§ RECORDS FOR THE TASK
>>>>

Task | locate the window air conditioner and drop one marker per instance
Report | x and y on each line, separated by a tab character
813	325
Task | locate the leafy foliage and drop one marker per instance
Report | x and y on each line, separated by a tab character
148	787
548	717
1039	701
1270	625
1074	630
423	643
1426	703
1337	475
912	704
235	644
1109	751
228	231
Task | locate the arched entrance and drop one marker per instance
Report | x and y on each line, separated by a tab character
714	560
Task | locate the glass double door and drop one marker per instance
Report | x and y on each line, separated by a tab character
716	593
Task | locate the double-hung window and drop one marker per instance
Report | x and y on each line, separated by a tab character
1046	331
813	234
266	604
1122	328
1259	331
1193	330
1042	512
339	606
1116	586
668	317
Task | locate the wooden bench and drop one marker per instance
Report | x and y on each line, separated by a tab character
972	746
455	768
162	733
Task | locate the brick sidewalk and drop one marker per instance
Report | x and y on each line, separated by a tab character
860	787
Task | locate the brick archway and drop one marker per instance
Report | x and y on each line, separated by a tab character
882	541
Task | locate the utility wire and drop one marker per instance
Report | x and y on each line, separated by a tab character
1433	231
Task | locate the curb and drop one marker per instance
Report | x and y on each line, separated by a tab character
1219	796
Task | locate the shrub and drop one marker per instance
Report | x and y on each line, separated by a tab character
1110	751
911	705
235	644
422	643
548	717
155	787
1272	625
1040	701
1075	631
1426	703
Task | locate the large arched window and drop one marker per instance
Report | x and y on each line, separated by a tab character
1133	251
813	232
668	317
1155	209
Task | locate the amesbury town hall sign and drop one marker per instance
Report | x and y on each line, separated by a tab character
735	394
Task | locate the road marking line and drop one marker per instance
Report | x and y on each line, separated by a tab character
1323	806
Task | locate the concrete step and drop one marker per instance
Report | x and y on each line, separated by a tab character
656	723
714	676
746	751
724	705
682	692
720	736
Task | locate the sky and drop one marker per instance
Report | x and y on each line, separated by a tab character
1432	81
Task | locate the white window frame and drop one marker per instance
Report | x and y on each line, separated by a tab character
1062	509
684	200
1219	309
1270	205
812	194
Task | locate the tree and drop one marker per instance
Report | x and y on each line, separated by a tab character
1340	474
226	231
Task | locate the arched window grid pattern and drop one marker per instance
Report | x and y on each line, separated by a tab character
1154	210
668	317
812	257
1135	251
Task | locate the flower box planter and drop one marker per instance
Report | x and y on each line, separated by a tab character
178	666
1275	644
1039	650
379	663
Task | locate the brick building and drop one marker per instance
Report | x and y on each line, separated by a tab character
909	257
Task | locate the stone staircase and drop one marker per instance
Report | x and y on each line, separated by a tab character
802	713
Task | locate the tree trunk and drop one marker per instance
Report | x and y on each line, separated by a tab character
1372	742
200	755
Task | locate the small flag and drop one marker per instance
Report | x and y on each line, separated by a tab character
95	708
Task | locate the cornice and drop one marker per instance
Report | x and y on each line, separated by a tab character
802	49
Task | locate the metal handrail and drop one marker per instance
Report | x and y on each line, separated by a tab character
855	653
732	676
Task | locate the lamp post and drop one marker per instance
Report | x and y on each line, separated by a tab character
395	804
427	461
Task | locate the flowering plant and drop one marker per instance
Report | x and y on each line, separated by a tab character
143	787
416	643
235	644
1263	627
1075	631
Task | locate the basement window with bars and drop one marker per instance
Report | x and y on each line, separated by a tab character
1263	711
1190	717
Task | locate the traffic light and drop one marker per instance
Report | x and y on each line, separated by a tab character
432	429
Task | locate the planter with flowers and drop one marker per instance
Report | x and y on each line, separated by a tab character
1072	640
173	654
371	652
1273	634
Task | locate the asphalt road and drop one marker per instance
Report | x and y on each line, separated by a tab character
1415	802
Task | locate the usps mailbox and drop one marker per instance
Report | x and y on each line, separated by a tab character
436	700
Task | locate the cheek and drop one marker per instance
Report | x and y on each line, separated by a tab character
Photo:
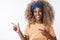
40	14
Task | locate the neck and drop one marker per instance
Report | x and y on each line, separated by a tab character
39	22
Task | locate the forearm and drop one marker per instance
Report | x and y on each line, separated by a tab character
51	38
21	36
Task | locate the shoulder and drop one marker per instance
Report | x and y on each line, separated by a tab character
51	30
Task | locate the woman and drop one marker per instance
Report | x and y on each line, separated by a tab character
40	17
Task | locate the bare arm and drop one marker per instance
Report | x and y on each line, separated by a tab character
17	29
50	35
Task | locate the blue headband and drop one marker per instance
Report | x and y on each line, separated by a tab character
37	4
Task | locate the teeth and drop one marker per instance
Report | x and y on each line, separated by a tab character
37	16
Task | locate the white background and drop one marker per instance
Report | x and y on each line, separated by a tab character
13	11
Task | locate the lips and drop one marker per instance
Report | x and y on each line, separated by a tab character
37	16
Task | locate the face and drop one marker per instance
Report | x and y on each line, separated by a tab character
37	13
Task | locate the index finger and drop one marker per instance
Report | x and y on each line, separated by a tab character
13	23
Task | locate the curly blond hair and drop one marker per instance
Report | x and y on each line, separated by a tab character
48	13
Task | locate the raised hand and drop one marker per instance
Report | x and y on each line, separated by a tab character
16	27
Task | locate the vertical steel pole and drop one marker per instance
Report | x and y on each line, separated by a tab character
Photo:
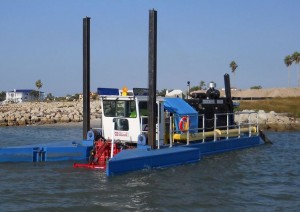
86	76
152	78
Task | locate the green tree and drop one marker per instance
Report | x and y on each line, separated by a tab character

<<<<
>>>>

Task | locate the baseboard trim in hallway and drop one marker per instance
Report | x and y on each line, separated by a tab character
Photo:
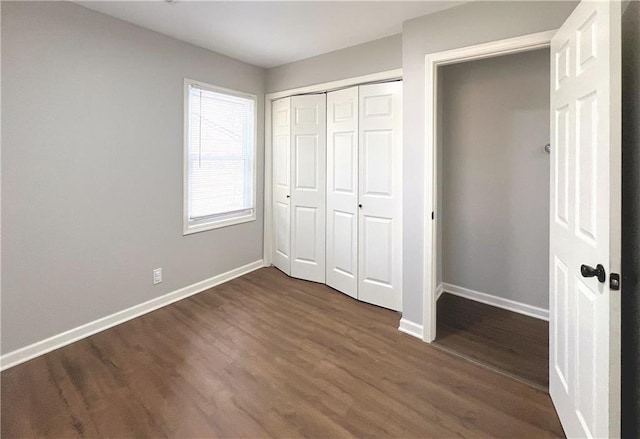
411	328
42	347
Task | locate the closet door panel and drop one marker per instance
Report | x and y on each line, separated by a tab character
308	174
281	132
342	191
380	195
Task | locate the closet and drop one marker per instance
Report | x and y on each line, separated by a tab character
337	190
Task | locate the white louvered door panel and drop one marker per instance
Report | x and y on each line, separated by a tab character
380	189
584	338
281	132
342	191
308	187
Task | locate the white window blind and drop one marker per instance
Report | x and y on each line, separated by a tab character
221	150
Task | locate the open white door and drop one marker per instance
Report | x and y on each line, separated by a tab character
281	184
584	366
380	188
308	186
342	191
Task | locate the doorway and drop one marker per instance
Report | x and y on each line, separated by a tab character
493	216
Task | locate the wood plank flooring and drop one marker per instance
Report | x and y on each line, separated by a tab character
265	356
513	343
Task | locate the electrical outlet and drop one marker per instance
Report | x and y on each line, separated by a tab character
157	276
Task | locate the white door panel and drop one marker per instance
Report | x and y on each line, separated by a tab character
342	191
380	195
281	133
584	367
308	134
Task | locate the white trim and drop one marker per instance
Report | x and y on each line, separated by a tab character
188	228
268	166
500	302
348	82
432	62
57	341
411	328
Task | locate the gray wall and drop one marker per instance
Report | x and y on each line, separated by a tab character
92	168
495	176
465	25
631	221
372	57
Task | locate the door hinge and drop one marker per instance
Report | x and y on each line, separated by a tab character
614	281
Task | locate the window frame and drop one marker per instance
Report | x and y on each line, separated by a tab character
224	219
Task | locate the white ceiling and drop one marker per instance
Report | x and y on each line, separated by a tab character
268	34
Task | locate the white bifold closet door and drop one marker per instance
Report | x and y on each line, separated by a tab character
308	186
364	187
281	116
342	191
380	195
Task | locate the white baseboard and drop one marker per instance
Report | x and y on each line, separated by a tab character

<<<<
>>>>

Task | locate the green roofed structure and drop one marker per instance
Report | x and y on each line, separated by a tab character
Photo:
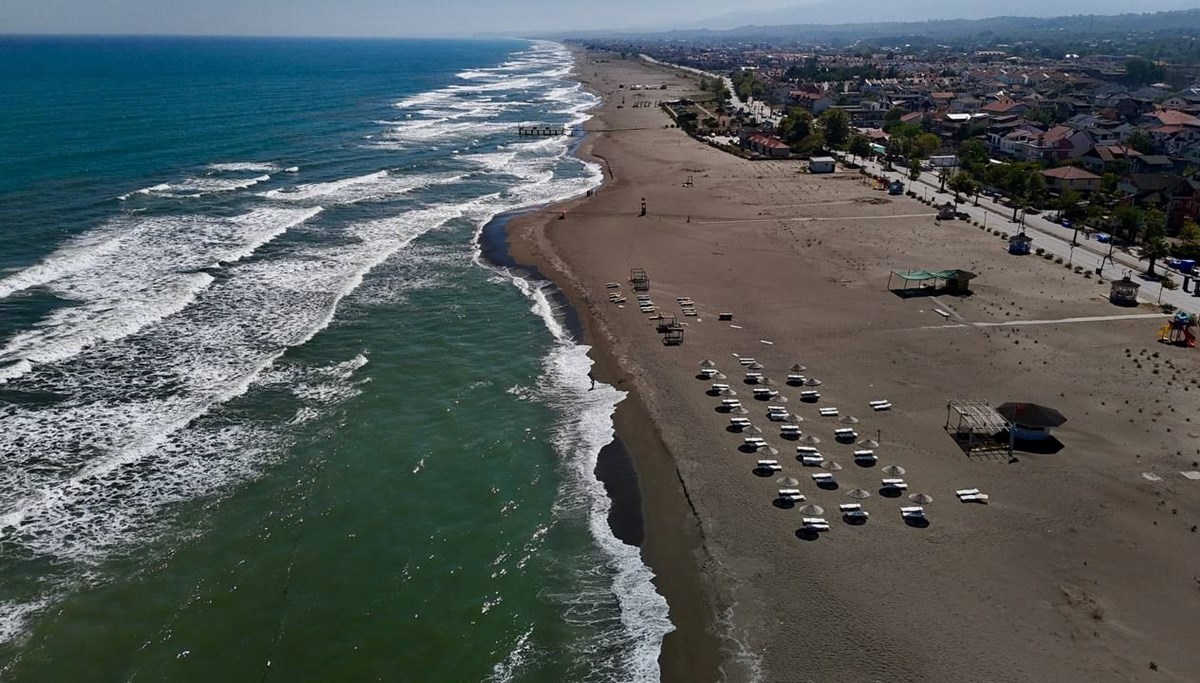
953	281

<<<<

Give the number of lines in the entries above that include the word "brick", and nothing more.

3